Исходный отрывок:
####

Признаюсь: у меня подозрение, что г-н Логинов ("О графах и графоманах". "ЛР", 25.01.2002), так грозно разоблачивший графа Толстого,
делал это не всерьёз, а просто поддразнить решил нас, грешных. Но даже если это игра с его стороны, примем её правила. Итак, Лев
Толстой не более чем графоман, халтурщик, умненькая поучающая бездарность. Дико круто - как изящно выражается нынешняя реклама.
Вообще нападки на наших классиков (когда они уже авторитетами стали, а не в литературу только входили) начались ещё в позапрошлом
веке, кажется, со знаменитого отвержения Писаревым Пушкина. Помнится, Чехов относительно грозной той критики писал: "Ужасно
наивно... Писарев - дедушка и папенька всех нынешних критиков... Та же мелочность в развенчивании, то же холодное и себялюбивое
остроумие и та же грубость и неделикатность по отношению к людям. Оскотиниться можно не от идей Писарева, которых нет, а от его
грубого тона". Эти слова можно бы отнести и к писаниям г-на Логинова.
Для доказательства своих откровений этот критик выбрал небольшой детский рассказ Толстого "Черепаха", разобрал его по косточкам и
разругал грозно. Можно бы и возразить: да у любого классика нетрудно выискать неудачи, судить же всё-таки надо не по падениям, а по
взлётам творческой мысли. Ещё дедушка Крылов заметил: "Орлам случается и ниже кур спускаться, но курам никогда до облак не
подняться". Но дело не в выборе неудачного произведения, а в самих принципах, положенных в основу брани. Рассказ "Черепаха" как раз
и неплох, дурны критерии критики.
Всякое рассуждение строится, как обычно, на неких постулатах, утверждаемых без доказательств, иначе и нельзя: любой аргумент
потребует, в свою очередь, нового обоснования, и так без конца. Но если взятые постулаты неверны, то и все суждения, на них
основанные, рассыплются, поэтому положенные в фундамент идеи всегда возглашаются безапелляционно, чтобы сомнений не могло
возникнуть. И всё же воззрим непредвзято на краеугольные камни, держащие возводимое сооружение.
Вот первый: "Писателя следует оценивать по тем его произведениям, что адресованы детям". А если нет таковых? Тогда критик впадает в
недоумение: "А как оценивать Булгакова, я не знаю. Булгаков не писал для детей". Я вот теперь не знаю тоже, как оценивать
Достоевского: если рассказ "Мальчик у Христа на ёлке" ещё можно с натяжкой причислить к детским, то на основании одного этого
рассказа я судить всё творчество Фёдора Михайловича не возьмусь. Г-н Логинов берётся: не нравится ему толстовская "Черепаха", стало
быть, и писатель никчёмный вообще.
А чем плоха "Черепаха"? Критик объясняет: никуда не годится язык. Почему? И вот тут кладутся новые камни в основание критики. Язык
плох потому, что в нём встречаются повторы, паразитные рифмы, двусмысленности и мусорные слова, потому что слова подобраны
неправильно.
На основании этих критериев я берусь сбросить с пьедестала любого классика. Того же Пушкина. "На берегу пустынных волн..."

####

Задания для выполнения:
• 1. Перечислите все недостатки языка рассказа «Черепаха», которые, согласно отрывку, называет критик.
• 2. Кого Чехов в отрывке называет «дедушкой и папенькой всех нынешних критиков»?
• 3. Переведите на английский язык предложение из отрывка: «Рассказ "Черепаха" как раз и неплох, дурны критерии критики».

####

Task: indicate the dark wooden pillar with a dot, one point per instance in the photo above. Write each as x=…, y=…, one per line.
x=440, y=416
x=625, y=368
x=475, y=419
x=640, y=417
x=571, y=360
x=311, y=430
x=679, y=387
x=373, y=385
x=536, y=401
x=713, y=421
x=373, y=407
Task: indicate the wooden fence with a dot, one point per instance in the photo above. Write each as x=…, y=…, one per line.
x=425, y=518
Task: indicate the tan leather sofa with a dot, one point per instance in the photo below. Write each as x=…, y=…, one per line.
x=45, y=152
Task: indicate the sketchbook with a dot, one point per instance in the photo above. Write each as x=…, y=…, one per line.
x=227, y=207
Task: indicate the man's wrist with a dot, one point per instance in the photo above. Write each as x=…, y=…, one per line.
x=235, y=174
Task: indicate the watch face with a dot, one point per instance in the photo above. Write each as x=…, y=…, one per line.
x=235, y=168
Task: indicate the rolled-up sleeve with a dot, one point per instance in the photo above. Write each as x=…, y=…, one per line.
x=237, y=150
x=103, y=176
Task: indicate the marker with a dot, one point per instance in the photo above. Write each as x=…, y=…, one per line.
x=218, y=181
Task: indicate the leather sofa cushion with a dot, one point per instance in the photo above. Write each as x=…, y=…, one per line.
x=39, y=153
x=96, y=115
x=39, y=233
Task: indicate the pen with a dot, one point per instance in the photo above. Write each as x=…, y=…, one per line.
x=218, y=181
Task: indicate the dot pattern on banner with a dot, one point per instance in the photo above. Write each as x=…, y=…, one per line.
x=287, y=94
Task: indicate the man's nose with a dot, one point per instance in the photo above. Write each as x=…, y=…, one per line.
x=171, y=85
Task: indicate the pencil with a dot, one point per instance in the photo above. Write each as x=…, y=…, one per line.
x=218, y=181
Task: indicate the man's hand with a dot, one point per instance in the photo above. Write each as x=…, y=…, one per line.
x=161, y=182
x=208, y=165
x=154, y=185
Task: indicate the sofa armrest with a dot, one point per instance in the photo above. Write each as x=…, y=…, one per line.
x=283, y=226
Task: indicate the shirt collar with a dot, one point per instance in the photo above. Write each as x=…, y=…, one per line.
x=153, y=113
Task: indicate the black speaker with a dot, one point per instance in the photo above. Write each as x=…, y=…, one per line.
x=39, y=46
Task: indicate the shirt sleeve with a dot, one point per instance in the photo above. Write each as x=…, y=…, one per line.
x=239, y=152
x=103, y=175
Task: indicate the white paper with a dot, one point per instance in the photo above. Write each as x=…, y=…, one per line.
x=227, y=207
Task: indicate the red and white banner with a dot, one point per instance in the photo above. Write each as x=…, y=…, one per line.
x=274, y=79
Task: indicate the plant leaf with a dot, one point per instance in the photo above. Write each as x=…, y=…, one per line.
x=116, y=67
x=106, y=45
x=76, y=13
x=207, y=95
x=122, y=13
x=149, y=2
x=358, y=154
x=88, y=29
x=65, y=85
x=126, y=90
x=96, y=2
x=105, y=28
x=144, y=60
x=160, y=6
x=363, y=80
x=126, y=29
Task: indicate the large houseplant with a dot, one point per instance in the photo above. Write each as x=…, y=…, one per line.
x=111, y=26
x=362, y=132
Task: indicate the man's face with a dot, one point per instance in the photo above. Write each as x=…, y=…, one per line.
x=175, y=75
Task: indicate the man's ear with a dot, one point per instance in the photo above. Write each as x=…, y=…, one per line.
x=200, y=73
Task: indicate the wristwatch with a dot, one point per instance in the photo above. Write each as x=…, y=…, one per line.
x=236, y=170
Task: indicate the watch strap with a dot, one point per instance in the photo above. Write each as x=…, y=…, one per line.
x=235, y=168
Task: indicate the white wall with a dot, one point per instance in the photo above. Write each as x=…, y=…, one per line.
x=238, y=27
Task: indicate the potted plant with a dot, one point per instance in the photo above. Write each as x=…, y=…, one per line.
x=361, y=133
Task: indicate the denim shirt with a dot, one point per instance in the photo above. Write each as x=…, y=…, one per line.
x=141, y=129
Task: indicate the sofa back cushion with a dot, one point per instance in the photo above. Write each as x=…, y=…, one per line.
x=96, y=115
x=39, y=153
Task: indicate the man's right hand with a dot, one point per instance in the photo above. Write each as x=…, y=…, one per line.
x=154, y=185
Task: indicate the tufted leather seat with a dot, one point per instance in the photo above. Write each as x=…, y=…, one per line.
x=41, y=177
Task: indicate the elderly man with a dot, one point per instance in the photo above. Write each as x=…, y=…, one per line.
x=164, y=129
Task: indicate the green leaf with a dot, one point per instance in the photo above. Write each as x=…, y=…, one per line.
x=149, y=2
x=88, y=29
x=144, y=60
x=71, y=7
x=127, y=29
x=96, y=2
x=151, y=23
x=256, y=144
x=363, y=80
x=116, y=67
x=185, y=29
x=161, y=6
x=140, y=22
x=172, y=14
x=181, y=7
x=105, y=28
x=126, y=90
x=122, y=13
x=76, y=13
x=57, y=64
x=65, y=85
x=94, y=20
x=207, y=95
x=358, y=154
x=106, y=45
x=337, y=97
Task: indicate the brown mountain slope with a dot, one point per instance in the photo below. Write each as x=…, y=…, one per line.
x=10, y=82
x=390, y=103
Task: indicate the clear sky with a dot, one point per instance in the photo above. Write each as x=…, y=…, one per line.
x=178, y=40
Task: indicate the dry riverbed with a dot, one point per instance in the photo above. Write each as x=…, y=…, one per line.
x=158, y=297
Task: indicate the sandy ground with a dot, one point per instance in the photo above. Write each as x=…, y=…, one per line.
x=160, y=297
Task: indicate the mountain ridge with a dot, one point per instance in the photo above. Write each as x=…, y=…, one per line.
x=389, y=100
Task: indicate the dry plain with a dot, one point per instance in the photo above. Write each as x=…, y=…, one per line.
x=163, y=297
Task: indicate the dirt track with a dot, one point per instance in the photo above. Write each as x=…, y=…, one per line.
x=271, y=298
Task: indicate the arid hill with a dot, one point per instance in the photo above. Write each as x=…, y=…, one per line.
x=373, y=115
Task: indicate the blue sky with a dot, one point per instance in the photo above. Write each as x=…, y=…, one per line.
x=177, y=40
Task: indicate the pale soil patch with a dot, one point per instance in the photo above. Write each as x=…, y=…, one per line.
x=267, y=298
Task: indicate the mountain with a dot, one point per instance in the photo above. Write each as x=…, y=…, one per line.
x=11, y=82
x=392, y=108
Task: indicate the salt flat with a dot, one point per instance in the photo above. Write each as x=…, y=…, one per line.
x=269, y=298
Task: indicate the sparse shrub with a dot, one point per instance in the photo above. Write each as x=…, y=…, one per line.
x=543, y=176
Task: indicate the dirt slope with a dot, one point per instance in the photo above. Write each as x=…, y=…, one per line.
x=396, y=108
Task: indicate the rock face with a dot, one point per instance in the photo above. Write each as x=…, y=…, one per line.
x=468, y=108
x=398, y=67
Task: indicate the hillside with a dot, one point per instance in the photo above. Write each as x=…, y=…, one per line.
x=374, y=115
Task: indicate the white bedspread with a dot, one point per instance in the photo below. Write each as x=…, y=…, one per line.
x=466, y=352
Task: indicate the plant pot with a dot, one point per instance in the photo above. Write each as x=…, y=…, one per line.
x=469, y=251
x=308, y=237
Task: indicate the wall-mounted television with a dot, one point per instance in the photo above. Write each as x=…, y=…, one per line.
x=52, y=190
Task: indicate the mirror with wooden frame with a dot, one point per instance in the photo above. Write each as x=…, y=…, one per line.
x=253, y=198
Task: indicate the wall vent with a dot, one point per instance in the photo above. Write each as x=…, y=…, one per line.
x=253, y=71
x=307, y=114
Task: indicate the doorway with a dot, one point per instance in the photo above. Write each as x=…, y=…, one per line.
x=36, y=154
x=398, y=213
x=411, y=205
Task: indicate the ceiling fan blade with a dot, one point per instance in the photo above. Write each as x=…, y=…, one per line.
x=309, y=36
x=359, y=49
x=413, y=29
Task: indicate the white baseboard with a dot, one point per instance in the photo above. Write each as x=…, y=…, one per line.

####

Ответы к заданиям:
• 1. Повторы; паразитные рифмы; двусмысленности; мусорные слова; неправильно подобранные слова.

• 2. Писарева.

• 3. The story "The Turtle" is actually not bad; it is the criteria of the criticism that are poor.